(REQUIRED TASK 1)
Answer these questions about the article on Russia's floating nuclear power plant:
(a) What is the stated cost of the reactor, and in what month and year is it to be commissioned?
(b) How many other possible sites for such reactors were Russian authorities looking at?
(c) About what share of the country's power generation do Russia's existing reactors account for?

--- READING PASSAGE ---

Gas

Global Monitor (July/August 2006)

Russia’s new nuclear navy

According to the Russian nuclear agency RIA Novosti, the state-owned nuclear power monopoly Rosenergoatom and the Sevmash shipyard in the Arctic port of Severodvinsk have signed a contract to build the world’s first floating nuclear power plant (Figure 1). A spokesman for Sevmash shipyard says the $336 million reactor will begin construction in 2007 and be commissioned in October 2010.

 
1. Floating paradox. A digital artist’s conception of the world’s first floating nuclear power plant. Courtesy: Sevmash

Sergei Obozov, head of Rosenergoatom, said that this reactor will provide heating and electricity to Sevmash. But he added that ship-mounted plants like it would be ideal for supplying energy to sparsely populated regions on Siberia’s north coast, on the Kamchatka Peninsula, and in Russia’s far eastern regions, many of which lack a central electricity source. Obozov added that Russian authorities were looking at 11 other possible sites for such reactors and claimed that customers from abroad were already interested in the technology. Russia’s existing 31 reactors at 10 conventional sites account for about 17% of the country’s power generation.

Sergey Kiriyenko, head of the Federal Agency for Nuclear Power (FANP), said that Russia possessed "unique experience . . . on using small and medium-power nuclear reactors." When asked about security, Kiriyenko replied that the reactor won’t be vulnerable because Sevmash —which builds atomic submarines—is sufficiently well guarded.

As for safety, "There will be no floating Chernobyl," Kiriyenko predicted, according to the ITAR-Tass news agency. "It’s no secret that the question has arisen repeatedly: ‘Is such a thing at all possible?’ " Kiriyenko was quoted by his ministry’s press service. "But today the government’s position is such . . . that we are obliged to use our experience. . . . No one else in the world has the experience we’ve accumulated over the years on our atomic fleet of safely operating small-capacity reactors." Unfortunately, not all of that experience has been good.

---

(REQUIRED TASK 2) Lay out the records as a Markdown table with the columns Row and Line, numbering each row and skipping blank lines. Cover only the records from the line containing "hair shown in the photo above." through the end of the records, both ends included.

--- SOURCE RECORDS ---

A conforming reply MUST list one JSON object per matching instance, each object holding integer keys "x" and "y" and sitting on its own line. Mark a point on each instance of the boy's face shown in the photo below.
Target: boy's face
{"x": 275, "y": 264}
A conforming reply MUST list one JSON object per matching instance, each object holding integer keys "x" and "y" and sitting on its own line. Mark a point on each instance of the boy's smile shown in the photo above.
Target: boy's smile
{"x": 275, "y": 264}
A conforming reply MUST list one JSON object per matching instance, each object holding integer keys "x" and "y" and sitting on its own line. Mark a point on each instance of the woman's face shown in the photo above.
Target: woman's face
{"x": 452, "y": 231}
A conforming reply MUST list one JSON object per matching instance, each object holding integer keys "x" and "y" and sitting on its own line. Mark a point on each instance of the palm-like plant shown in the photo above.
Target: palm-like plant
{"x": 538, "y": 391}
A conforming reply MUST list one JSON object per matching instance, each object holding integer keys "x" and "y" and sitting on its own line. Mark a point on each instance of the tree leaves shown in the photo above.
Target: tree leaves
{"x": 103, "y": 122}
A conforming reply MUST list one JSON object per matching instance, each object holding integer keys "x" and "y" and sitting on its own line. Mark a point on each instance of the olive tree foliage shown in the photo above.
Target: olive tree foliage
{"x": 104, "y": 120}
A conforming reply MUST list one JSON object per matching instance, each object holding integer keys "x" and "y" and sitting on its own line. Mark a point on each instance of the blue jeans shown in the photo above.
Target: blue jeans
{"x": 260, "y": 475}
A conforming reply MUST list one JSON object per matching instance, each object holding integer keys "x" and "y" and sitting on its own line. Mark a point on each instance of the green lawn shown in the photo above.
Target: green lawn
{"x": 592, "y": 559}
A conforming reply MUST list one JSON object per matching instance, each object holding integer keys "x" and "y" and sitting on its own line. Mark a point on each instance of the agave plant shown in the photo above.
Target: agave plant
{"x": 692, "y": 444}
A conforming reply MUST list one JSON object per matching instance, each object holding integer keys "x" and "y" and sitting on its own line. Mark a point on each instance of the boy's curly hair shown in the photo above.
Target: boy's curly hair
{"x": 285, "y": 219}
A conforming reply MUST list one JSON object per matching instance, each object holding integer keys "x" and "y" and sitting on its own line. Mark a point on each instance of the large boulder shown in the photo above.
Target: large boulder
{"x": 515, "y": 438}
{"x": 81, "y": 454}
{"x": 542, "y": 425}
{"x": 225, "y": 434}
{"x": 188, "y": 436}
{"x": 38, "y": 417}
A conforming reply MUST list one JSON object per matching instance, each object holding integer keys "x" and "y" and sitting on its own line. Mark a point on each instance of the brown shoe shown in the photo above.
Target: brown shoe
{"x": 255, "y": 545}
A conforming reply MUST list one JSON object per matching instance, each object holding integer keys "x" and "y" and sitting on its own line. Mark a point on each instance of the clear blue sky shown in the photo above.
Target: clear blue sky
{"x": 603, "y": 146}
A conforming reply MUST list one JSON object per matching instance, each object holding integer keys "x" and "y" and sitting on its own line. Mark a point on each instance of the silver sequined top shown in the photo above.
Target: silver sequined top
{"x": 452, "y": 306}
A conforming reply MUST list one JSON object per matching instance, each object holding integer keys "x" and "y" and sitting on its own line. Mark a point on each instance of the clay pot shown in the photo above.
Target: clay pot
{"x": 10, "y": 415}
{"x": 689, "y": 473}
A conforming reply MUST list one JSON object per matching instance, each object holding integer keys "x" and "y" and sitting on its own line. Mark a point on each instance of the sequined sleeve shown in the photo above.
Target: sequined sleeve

---

(TASK RESULT 1)
(a) $336 million; October 2010.
(b) 11.
(c) About 17%.

(TASK RESULT 2)
| Row | Line |
|---|---|
| 1 | A conforming reply MUST list one JSON object per matching instance, each object holding integer keys "x" and "y" and sitting on its own line. Mark a point on each instance of the boy's curly hair shown in the photo above. |
| 2 | Target: boy's curly hair |
| 3 | {"x": 285, "y": 219} |
| 4 | A conforming reply MUST list one JSON object per matching instance, each object holding integer keys "x" and "y" and sitting on its own line. Mark a point on each instance of the large boulder shown in the photo above. |
| 5 | Target: large boulder |
| 6 | {"x": 515, "y": 438} |
| 7 | {"x": 81, "y": 454} |
| 8 | {"x": 542, "y": 425} |
| 9 | {"x": 225, "y": 434} |
| 10 | {"x": 188, "y": 436} |
| 11 | {"x": 38, "y": 417} |
| 12 | A conforming reply MUST list one JSON object per matching instance, each object holding integer keys "x" and "y" and sitting on its own line. Mark a point on each instance of the brown shoe shown in the photo above. |
| 13 | Target: brown shoe |
| 14 | {"x": 255, "y": 545} |
| 15 | A conforming reply MUST list one JSON object per matching instance, each object holding integer keys "x" and "y" and sitting on its own line. Mark a point on each instance of the clear blue sky shown in the photo above. |
| 16 | Target: clear blue sky |
| 17 | {"x": 603, "y": 146} |
| 18 | A conforming reply MUST list one JSON object per matching instance, each object holding integer keys "x" and "y" and sitting on its own line. Mark a point on each instance of the silver sequined top shown in the photo above. |
| 19 | Target: silver sequined top |
| 20 | {"x": 452, "y": 306} |
| 21 | A conforming reply MUST list one JSON object per matching instance, each object holding integer keys "x" and "y" and sitting on its own line. Mark a point on each instance of the clay pot shown in the photo above. |
| 22 | Target: clay pot |
| 23 | {"x": 10, "y": 415} |
| 24 | {"x": 689, "y": 473} |
| 25 | A conforming reply MUST list one JSON object per matching instance, each object holding integer keys "x" and "y" and sitting on its own line. Mark a point on each instance of the sequined sleeve shown in the photo above. |
| 26 | Target: sequined sleeve |